Format every one of the records below as a numbered list, omitting any blank lines. Leave the pictures out of the answer.

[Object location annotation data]

■ ■ ■

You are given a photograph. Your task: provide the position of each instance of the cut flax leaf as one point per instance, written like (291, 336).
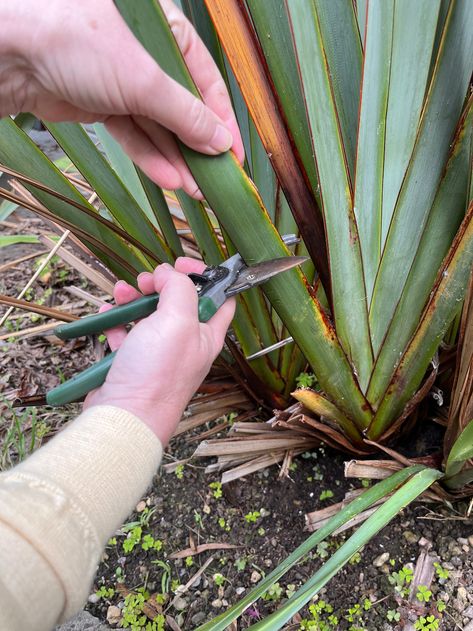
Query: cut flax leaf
(444, 219)
(16, 151)
(461, 406)
(238, 207)
(442, 109)
(242, 51)
(347, 283)
(315, 402)
(445, 301)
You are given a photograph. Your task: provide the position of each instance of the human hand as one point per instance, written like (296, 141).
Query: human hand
(165, 357)
(80, 62)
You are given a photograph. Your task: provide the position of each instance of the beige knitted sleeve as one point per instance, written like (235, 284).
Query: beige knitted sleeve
(60, 506)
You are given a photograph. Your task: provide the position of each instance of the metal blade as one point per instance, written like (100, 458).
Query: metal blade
(261, 272)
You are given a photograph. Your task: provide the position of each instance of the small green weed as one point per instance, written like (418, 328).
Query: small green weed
(223, 524)
(105, 592)
(427, 623)
(133, 539)
(423, 594)
(393, 615)
(252, 517)
(240, 563)
(441, 572)
(305, 380)
(189, 561)
(219, 579)
(217, 489)
(150, 543)
(274, 593)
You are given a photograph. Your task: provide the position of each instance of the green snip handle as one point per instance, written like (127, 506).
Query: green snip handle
(76, 388)
(117, 316)
(93, 377)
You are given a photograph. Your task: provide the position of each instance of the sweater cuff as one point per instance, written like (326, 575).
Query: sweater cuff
(73, 493)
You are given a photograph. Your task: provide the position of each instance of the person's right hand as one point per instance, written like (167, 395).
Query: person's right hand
(79, 61)
(166, 356)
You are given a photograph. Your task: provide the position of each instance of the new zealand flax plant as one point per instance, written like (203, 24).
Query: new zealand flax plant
(357, 123)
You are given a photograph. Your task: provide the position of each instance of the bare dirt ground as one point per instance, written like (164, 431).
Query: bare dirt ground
(262, 515)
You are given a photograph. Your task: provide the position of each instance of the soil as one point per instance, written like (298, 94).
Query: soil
(184, 509)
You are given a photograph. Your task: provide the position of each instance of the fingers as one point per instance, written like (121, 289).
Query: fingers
(123, 293)
(177, 294)
(183, 264)
(143, 152)
(220, 322)
(205, 72)
(167, 145)
(186, 265)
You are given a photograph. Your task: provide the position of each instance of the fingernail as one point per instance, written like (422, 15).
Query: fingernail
(222, 139)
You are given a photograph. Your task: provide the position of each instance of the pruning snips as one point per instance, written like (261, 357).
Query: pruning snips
(214, 286)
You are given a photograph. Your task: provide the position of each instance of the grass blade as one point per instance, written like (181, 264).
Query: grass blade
(111, 190)
(348, 291)
(440, 115)
(392, 507)
(361, 503)
(242, 51)
(236, 203)
(18, 150)
(444, 220)
(461, 451)
(445, 301)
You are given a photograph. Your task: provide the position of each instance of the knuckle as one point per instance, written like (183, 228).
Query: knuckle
(197, 119)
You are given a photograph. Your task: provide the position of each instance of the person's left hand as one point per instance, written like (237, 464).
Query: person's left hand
(166, 356)
(79, 61)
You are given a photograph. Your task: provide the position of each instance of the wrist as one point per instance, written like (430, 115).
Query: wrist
(161, 417)
(17, 29)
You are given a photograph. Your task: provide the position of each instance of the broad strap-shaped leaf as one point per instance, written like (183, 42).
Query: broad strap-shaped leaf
(413, 36)
(382, 516)
(251, 309)
(444, 303)
(372, 135)
(361, 503)
(361, 13)
(442, 109)
(18, 151)
(348, 291)
(444, 220)
(244, 56)
(461, 451)
(342, 47)
(75, 142)
(398, 32)
(148, 196)
(240, 211)
(272, 27)
(162, 213)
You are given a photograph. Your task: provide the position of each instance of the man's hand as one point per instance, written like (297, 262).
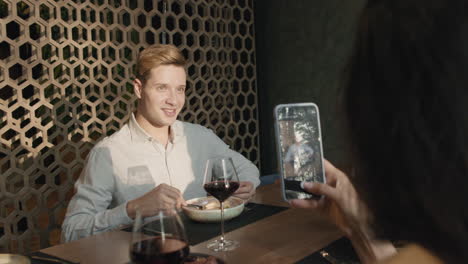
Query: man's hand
(161, 197)
(245, 191)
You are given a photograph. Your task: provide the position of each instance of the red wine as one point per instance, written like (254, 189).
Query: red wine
(153, 251)
(221, 189)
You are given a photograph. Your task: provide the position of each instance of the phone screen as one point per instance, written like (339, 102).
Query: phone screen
(300, 148)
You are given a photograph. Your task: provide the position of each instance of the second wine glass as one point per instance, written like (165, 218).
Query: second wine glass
(221, 181)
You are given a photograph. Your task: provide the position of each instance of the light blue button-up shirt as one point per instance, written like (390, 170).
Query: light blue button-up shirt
(130, 163)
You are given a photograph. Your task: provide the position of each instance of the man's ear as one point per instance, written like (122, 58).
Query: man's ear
(137, 88)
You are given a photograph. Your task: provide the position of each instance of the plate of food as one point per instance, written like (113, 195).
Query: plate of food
(208, 209)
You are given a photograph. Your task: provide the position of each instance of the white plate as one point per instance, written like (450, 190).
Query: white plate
(235, 207)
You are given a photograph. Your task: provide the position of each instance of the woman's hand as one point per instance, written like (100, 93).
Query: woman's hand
(340, 201)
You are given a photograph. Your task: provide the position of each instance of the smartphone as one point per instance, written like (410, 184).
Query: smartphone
(299, 148)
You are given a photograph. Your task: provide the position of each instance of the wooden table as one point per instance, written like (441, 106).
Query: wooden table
(285, 237)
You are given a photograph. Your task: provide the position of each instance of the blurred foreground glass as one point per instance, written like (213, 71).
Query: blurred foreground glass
(221, 181)
(159, 239)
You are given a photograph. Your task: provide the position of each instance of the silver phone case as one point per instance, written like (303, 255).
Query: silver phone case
(278, 142)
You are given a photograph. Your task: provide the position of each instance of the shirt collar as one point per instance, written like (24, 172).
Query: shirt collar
(138, 134)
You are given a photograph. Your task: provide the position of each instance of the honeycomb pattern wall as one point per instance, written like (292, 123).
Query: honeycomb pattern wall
(66, 70)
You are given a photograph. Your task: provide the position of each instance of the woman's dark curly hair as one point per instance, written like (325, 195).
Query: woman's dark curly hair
(406, 103)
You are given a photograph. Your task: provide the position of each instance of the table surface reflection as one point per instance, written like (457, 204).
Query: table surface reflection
(285, 237)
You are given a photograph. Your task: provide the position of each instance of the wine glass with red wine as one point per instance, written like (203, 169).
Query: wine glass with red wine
(159, 239)
(221, 181)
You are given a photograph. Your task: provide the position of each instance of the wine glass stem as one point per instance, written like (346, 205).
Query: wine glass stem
(222, 224)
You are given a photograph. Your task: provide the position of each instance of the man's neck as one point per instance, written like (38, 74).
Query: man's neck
(161, 134)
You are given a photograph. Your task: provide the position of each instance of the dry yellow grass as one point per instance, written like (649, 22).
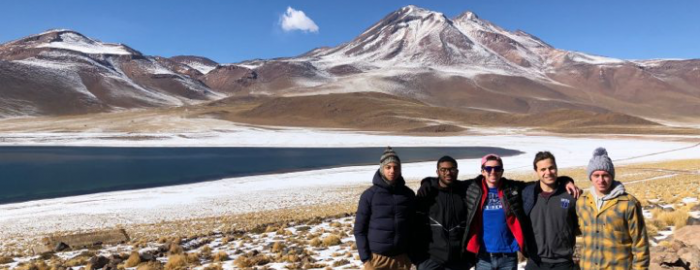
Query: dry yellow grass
(177, 262)
(277, 247)
(213, 266)
(150, 266)
(205, 253)
(221, 256)
(331, 240)
(175, 249)
(6, 259)
(315, 242)
(134, 260)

■ ■ ■

## SOLUTION TO THE EXERCISE:
1. You are given a photograph. Your task: provide the position of each instance of the cut flax leaf as one point per instance, written like (291, 336).
2. Query: cut flax leaf
3. (444, 219)
4. (16, 151)
5. (461, 406)
6. (238, 207)
7. (442, 109)
8. (242, 51)
9. (347, 283)
10. (315, 402)
11. (445, 301)
12. You are given a photograph. Your task: provide the position of each instance of the human hand as one point per instance, written like (296, 141).
13. Query: human hand
14. (165, 357)
15. (80, 62)
16. You are given a photograph. Your task: provide the position of each instance of the beige knitted sleeve as one point per instance, written like (235, 284).
17. Query: beige knitted sleeve
18. (60, 506)
19. You are given a photograph. Your task: provide the position of each instance of the metal blade as one point per instance, written like (100, 458).
20. Query: metal blade
21. (261, 272)
22. You are given a photograph. Your task: provide the position of each instance of the small green weed as one point per instance, written like (418, 328).
23. Query: small green weed
24. (223, 524)
25. (105, 592)
26. (427, 623)
27. (133, 539)
28. (423, 594)
29. (393, 615)
30. (252, 517)
31. (240, 563)
32. (441, 572)
33. (305, 380)
34. (189, 561)
35. (219, 579)
36. (217, 489)
37. (150, 543)
38. (274, 593)
39. You are given a photograph. Your task: provide the position of each instance of the green snip handle as one point per instance, written like (127, 506).
40. Query: green snip handle
41. (76, 388)
42. (117, 316)
43. (93, 377)
44. You are given a photograph. Your task: provide the position of each instance of the sweater cuff as one point per instance, written like (326, 575).
45. Query: sweater cuff
46. (73, 493)
47. You are given a photograph. Your task: provide the position of each instance of the person's right hand as one point per instance, written like (167, 395).
48. Query: person's right hand
49. (79, 61)
50. (166, 356)
51. You are given a photograph. Your task: provide the position of each instance of the new zealand flax plant as one point per instance, written like (203, 24).
52. Query: new zealand flax plant
53. (357, 123)
54. You are given a photograph. Your task: provide the position of each instance of the bare dirt ground as one point per instance, written like (164, 431).
55. Query: bare dirt ground
56. (262, 515)
57. You are given a photograph. Your task: provide the position of each instance of the soil as one point per instance, written like (298, 94).
58. Query: soil
59. (184, 509)
60. You are given a photograph. Your task: provide the position of each instance of the fingers as one point per instance, written like (121, 289).
61. Query: fingers
62. (123, 293)
63. (177, 294)
64. (183, 264)
65. (143, 152)
66. (220, 322)
67. (205, 72)
68. (167, 145)
69. (186, 265)
70. You are given a photograph. Your task: provide the position of each instance of the fingernail as one point per instance, written like (422, 15).
71. Query: fingernail
72. (222, 139)
73. You are given a photograph. Your task: provide the position of each instance of the pruning snips as one point per instance, written like (261, 357).
74. Query: pruning snips
75. (214, 286)
76. You are given a photograph. Your task: provide the position of each instance of the grass blade as one point per instance, written like (181, 264).
77. Query: grass blade
78. (111, 190)
79. (348, 291)
80. (440, 115)
81. (392, 507)
82. (361, 503)
83. (242, 51)
84. (236, 203)
85. (18, 150)
86. (444, 220)
87. (461, 451)
88. (445, 301)
89. You are given a photograph. Your task: provide the position of each instance of the knuckle as one point per instance, written like (183, 228).
90. Query: knuckle
91. (197, 119)
92. You are given a photograph. Your task: provide the position of each instance of the person's left hand as one point per instance, written like (237, 464).
93. Query: person's left hand
94. (166, 356)
95. (79, 61)
96. You are given a photograph. Your task: provide the position of each instance of the wrist as one point per instance, written like (430, 115).
97. Query: wrist
98. (161, 417)
99. (17, 29)
100. You are given a photograph. Your task: provide the position of each instance of the broad strap-shaped leaf as one point per instance, written like (183, 42).
101. Query: broad strap-shaped leaf
102. (413, 36)
103. (382, 516)
104. (251, 309)
105. (444, 303)
106. (372, 135)
107. (361, 503)
108. (361, 13)
109. (442, 109)
110. (18, 151)
111. (348, 291)
112. (444, 220)
113. (244, 56)
114. (461, 451)
115. (342, 47)
116. (75, 142)
117. (398, 32)
118. (148, 196)
119. (240, 211)
120. (272, 27)
121. (162, 213)
122. You are given a photograph. Your task: provide the position of each instance of the man's hand as one point per instance, written like (297, 262).
123. Query: man's hand
124. (161, 197)
125. (245, 191)
126. You are given a photograph. Your task: provide the position of each instance of the red wine as one point per instance, written like (254, 189).
127. Query: red wine
128. (153, 251)
129. (221, 189)
130. You are given a photograph. Your task: provide the position of each instance of the phone screen as one point per instance, written like (339, 102).
131. Query: phone screen
132. (300, 148)
133. You are given a photograph. Your task: provide the position of each instance of the second wine glass as one point per instance, written like (165, 218).
134. Query: second wine glass
135. (221, 181)
136. You are given a photograph. Your task: provide the position of each instance of the light blue button-up shirt as one point per instance, written like (390, 170).
137. Query: light blue button-up shirt
138. (130, 163)
139. You are given a photograph. Your task: provide the position of each instance of the man's ear as one point per instance, written like (122, 58).
140. Query: man's ear
141. (137, 88)
142. You are given a photograph. Your task: provide the position of each instance of the plate of food as one point per instance, written like (113, 195).
143. Query: plate of food
144. (208, 209)
145. You are given a photograph. Your task: provide the position of each instance of the white plate as one point per instance, written like (450, 190).
146. Query: white plate
147. (235, 207)
148. You are given a photograph. Your task: provide the position of each instance of the woman's hand as one point per instance, written like (100, 93).
149. Query: woman's hand
150. (340, 201)
151. You are given a photograph. Your task: provide the position of each instance of the smartphone as one point per instance, written like (410, 184).
152. Query: smartphone
153. (299, 148)
154. You are given a photograph. Your task: provide the position of each instance of the wooden table as one point per instance, written like (441, 106).
155. Query: wooden table
156. (285, 237)
157. You are given a photograph. Your task: provide the position of each instance of the blurred foreground glass as one point per instance, written like (213, 71).
158. Query: blurred foreground glass
159. (221, 181)
160. (159, 239)
161. You are given a photograph. Your task: provide the position of each instance of the silver phone case as one point per instance, written like (303, 255).
162. Query: silver phone case
163. (278, 142)
164. You are given a photograph. Your task: provide the position of each instance of the shirt collar as one point per instance, written like (24, 172).
165. Query: shirt collar
166. (138, 134)
167. You are given a photograph. Your task: provide the position of each instance of the honeycomb pattern wall as one point per instance, written like (292, 123).
168. Query: honeycomb pattern wall
169. (66, 70)
170. You are given a photograph. Your task: provide the position of each instance of the woman's dark curly hair as one point per instance, written like (325, 195).
171. Query: woman's dark curly hair
172. (406, 103)
173. You are given a photograph. Your task: provide the position of each instance of the table surface reflection as one point per instance, written like (457, 204).
174. Query: table surface reflection
175. (285, 237)
176. You are given a photograph. Your task: provide the position of each instance of the wine glass with red wine as one point per instance, written like (203, 169).
177. Query: wine glass with red wine
178. (159, 239)
179. (221, 181)
180. You are given a photograph. Your task: provide the position of each instance of the wine glass stem as one point per instance, written like (346, 205).
181. Query: wine glass stem
182. (222, 224)
183. You are given a photograph. Your task: provide the position of each instance of the man's neck as one point per instance, written like (38, 74).
184. Query: man's neck
185. (161, 134)
186. You are given a photograph. Your task: provide the position of each instance of the dry yellow grass as one point per instance, written like (649, 22).
187. Query: dry yellow grass
188. (177, 262)
189. (277, 247)
190. (213, 266)
191. (150, 266)
192. (205, 253)
193. (221, 256)
194. (331, 240)
195. (175, 249)
196. (6, 259)
197. (315, 242)
198. (134, 260)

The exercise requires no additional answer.